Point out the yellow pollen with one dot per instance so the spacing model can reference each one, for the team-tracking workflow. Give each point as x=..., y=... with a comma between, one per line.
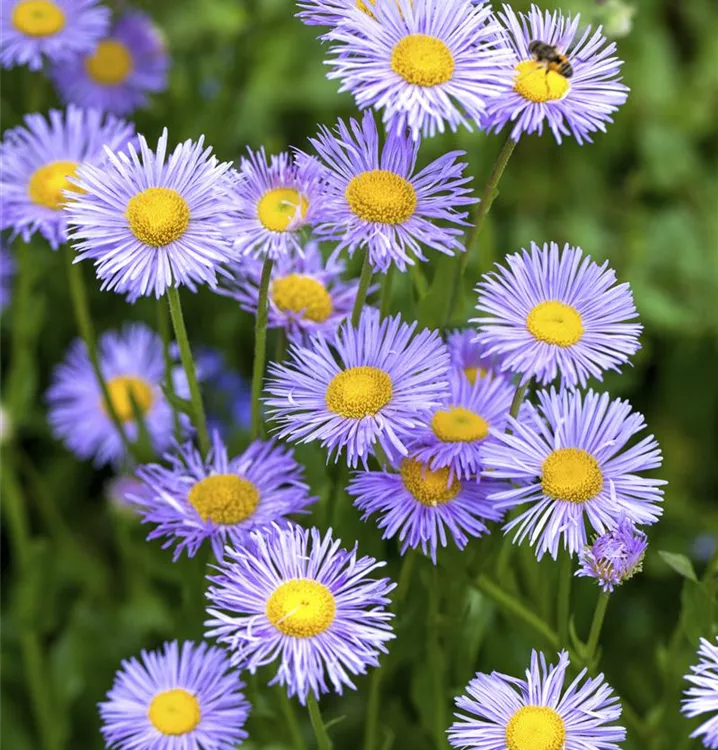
x=224, y=499
x=381, y=196
x=428, y=487
x=38, y=18
x=571, y=474
x=555, y=323
x=535, y=728
x=537, y=84
x=157, y=216
x=359, y=392
x=422, y=60
x=174, y=712
x=303, y=294
x=301, y=608
x=120, y=389
x=110, y=64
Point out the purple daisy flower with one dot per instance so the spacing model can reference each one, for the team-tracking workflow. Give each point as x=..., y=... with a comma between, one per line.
x=132, y=364
x=375, y=200
x=556, y=312
x=151, y=222
x=55, y=29
x=501, y=711
x=118, y=74
x=40, y=160
x=702, y=696
x=419, y=506
x=181, y=697
x=568, y=457
x=575, y=96
x=218, y=498
x=297, y=596
x=372, y=384
x=425, y=63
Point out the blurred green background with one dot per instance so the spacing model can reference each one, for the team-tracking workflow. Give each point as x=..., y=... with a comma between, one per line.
x=644, y=196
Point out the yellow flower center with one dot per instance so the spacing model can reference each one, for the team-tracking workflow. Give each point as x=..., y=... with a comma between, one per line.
x=38, y=18
x=537, y=84
x=459, y=425
x=174, y=712
x=301, y=608
x=359, y=392
x=535, y=728
x=110, y=64
x=428, y=487
x=157, y=216
x=47, y=183
x=571, y=474
x=555, y=323
x=127, y=388
x=422, y=60
x=282, y=209
x=224, y=499
x=381, y=196
x=303, y=294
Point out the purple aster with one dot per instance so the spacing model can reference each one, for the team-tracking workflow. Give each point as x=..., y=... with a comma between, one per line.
x=425, y=63
x=149, y=221
x=374, y=198
x=500, y=712
x=569, y=460
x=120, y=71
x=615, y=556
x=31, y=30
x=371, y=384
x=578, y=103
x=219, y=498
x=298, y=597
x=556, y=312
x=39, y=160
x=702, y=696
x=182, y=697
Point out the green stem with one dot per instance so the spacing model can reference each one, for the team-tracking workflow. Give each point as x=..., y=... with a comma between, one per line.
x=260, y=348
x=199, y=418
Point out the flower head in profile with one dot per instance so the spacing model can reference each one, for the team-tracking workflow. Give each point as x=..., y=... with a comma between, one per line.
x=569, y=460
x=297, y=597
x=374, y=198
x=371, y=384
x=57, y=30
x=179, y=697
x=222, y=499
x=502, y=712
x=39, y=161
x=122, y=69
x=150, y=221
x=569, y=83
x=556, y=312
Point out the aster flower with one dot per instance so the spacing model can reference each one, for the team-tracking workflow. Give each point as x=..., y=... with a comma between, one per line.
x=297, y=596
x=556, y=312
x=702, y=696
x=151, y=222
x=180, y=697
x=500, y=711
x=118, y=73
x=39, y=160
x=55, y=29
x=578, y=104
x=569, y=458
x=425, y=63
x=133, y=367
x=219, y=498
x=372, y=384
x=375, y=200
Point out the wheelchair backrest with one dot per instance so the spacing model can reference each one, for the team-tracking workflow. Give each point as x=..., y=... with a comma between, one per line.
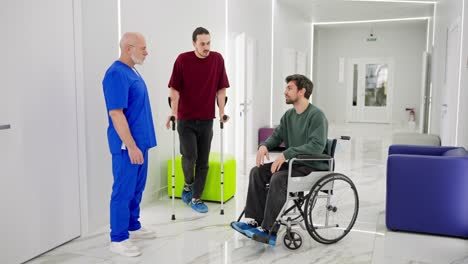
x=330, y=147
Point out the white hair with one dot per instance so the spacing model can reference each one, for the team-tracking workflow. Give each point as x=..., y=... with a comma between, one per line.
x=129, y=38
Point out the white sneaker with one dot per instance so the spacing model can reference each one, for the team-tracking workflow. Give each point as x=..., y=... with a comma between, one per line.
x=125, y=248
x=142, y=233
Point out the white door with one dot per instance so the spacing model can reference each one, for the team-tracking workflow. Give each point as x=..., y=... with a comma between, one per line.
x=39, y=197
x=450, y=91
x=370, y=89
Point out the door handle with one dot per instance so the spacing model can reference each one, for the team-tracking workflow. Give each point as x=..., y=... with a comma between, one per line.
x=5, y=127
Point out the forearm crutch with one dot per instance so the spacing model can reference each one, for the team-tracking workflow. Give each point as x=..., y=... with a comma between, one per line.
x=173, y=161
x=221, y=125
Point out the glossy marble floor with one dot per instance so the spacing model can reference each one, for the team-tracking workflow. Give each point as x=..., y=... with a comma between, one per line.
x=196, y=238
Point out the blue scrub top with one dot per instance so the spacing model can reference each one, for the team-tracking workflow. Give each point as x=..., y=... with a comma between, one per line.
x=125, y=89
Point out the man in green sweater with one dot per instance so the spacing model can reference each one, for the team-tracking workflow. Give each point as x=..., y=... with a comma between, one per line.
x=304, y=130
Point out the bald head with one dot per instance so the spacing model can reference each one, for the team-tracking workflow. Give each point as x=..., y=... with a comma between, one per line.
x=130, y=39
x=133, y=48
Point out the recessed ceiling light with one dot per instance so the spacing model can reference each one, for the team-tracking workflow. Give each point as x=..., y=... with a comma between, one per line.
x=397, y=1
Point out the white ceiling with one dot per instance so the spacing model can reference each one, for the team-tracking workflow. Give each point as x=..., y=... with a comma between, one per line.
x=346, y=10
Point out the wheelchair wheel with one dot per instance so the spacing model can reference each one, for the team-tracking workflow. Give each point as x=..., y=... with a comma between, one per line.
x=292, y=240
x=331, y=208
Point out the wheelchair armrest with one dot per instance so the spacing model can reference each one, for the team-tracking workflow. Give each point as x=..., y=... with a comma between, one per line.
x=313, y=157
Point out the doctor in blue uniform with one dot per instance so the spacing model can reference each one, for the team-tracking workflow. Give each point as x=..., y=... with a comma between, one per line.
x=130, y=135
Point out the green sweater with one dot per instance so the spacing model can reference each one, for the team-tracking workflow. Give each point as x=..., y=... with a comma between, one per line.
x=304, y=133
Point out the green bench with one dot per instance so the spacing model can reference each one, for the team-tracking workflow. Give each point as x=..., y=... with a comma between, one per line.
x=212, y=190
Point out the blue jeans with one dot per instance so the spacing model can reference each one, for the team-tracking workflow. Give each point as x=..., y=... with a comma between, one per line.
x=195, y=143
x=127, y=190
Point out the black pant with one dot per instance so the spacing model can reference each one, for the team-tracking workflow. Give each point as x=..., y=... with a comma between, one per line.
x=264, y=204
x=195, y=142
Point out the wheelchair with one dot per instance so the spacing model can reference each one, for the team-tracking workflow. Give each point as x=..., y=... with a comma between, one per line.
x=324, y=203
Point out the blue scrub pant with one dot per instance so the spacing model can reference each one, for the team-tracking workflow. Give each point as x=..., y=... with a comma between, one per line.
x=127, y=190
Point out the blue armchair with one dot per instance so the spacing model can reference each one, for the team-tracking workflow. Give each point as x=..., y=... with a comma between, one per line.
x=427, y=190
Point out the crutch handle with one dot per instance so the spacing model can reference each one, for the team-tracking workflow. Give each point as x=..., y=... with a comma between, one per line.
x=173, y=122
x=221, y=123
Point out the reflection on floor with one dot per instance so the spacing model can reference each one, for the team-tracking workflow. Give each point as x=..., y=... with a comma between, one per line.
x=196, y=238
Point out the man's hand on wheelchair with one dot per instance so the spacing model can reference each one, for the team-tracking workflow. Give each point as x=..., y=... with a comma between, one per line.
x=262, y=152
x=277, y=163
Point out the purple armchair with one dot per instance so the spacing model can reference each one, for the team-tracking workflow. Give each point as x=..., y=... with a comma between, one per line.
x=427, y=190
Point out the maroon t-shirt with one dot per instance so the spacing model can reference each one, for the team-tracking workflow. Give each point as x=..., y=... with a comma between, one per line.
x=197, y=81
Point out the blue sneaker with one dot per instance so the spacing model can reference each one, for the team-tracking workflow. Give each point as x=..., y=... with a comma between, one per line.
x=199, y=206
x=242, y=227
x=260, y=235
x=187, y=196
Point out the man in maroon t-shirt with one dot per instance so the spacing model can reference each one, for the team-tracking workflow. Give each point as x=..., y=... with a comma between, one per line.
x=198, y=79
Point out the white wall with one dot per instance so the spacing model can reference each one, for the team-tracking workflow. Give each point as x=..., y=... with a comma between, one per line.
x=404, y=41
x=463, y=120
x=253, y=17
x=168, y=27
x=293, y=32
x=447, y=11
x=99, y=41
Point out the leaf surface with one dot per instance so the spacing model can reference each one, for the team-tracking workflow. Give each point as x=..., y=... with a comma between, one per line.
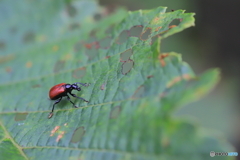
x=134, y=88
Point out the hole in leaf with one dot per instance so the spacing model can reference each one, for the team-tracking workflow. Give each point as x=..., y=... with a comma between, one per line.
x=105, y=43
x=6, y=58
x=91, y=53
x=174, y=23
x=79, y=72
x=115, y=112
x=54, y=130
x=123, y=37
x=127, y=66
x=139, y=92
x=109, y=30
x=74, y=26
x=20, y=116
x=78, y=134
x=161, y=58
x=29, y=37
x=146, y=34
x=71, y=10
x=59, y=66
x=136, y=31
x=2, y=45
x=125, y=55
x=13, y=30
x=60, y=136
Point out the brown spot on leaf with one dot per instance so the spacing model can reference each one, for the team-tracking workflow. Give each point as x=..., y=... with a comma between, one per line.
x=125, y=55
x=115, y=112
x=60, y=136
x=28, y=64
x=109, y=30
x=156, y=19
x=6, y=58
x=59, y=65
x=127, y=66
x=20, y=116
x=78, y=134
x=139, y=92
x=8, y=69
x=97, y=16
x=2, y=45
x=136, y=31
x=146, y=34
x=54, y=130
x=36, y=86
x=161, y=58
x=79, y=72
x=29, y=37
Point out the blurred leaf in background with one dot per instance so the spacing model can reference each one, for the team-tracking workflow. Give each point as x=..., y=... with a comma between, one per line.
x=134, y=88
x=211, y=43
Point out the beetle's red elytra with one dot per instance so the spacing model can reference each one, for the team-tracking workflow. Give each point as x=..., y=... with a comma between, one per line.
x=62, y=90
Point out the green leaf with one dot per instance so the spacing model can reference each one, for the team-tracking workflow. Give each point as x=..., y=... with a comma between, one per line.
x=134, y=88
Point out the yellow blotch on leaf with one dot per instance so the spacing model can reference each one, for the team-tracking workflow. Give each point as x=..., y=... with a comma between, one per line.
x=28, y=64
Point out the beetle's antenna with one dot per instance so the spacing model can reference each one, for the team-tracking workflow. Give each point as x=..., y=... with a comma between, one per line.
x=83, y=84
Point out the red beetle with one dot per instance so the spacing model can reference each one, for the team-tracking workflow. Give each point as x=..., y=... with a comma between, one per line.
x=62, y=90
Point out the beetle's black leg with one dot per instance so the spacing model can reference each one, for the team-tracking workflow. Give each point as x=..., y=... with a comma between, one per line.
x=79, y=97
x=68, y=98
x=56, y=102
x=83, y=84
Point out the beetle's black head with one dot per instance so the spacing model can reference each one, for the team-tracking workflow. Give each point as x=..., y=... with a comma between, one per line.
x=75, y=87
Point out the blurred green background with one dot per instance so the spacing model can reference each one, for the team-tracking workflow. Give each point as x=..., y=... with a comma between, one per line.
x=213, y=42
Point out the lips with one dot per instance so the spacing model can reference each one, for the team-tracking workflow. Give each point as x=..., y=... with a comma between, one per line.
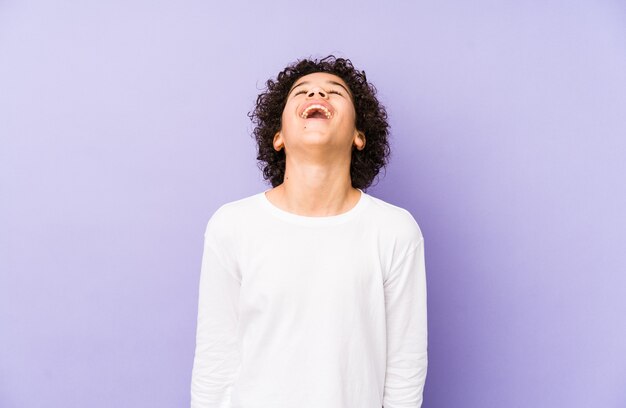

### Task details
Arrange the data above as a two-column CSV with the headers "instruction" and "answer", starting at the line that contains "Point out the purple daisy" and stopping after the line that contains "x=199, y=418". Write one row for each instruction and its points, with each value in a single quoted field and line breaks replaced by spaces.

### The output
instruction,answer
"Point out the purple daisy flower with one dot per instance so the spacing model can reference each one, for the team-tracking workflow. Give each point as x=..., y=... with a comma between, one per line.","x=132, y=364 x=375, y=200 x=556, y=312 x=151, y=222 x=55, y=29 x=501, y=711 x=118, y=74 x=40, y=160 x=702, y=696 x=419, y=506 x=181, y=697 x=568, y=457 x=575, y=96 x=218, y=498 x=297, y=596 x=372, y=384 x=425, y=63"
"Point out the blurred green background with one dot per instance so the spacing model can reference each one, for the team-tracking workflow. Give each point as x=..., y=... with a comma between, one per line.","x=644, y=196"
"Point out the yellow flower center with one dot per instance so the spacing model can reference each one, for the team-tracking workflow. Give each point as x=..., y=... with a comma between, one per line.","x=38, y=18 x=537, y=84 x=459, y=425 x=174, y=712 x=301, y=608 x=359, y=392 x=535, y=728 x=110, y=64 x=428, y=487 x=157, y=216 x=47, y=183 x=571, y=474 x=555, y=323 x=127, y=388 x=422, y=60 x=282, y=209 x=224, y=499 x=381, y=196 x=303, y=294"
"Point out the purple aster with one dot per instance so the spacing model can reference each one, for the team-tracking workflow. Give each point as x=..., y=... with a comma between, one per line.","x=425, y=63 x=149, y=221 x=374, y=198 x=500, y=712 x=569, y=460 x=120, y=71 x=615, y=556 x=31, y=30 x=371, y=384 x=578, y=103 x=219, y=498 x=298, y=597 x=556, y=312 x=39, y=160 x=702, y=696 x=182, y=697"
"Point out the green stem with one dot per instance so the spacing model can reference each one, for the team-tracking workflow. Give each point as x=..., y=... with a comma between, one per line.","x=260, y=348 x=199, y=418"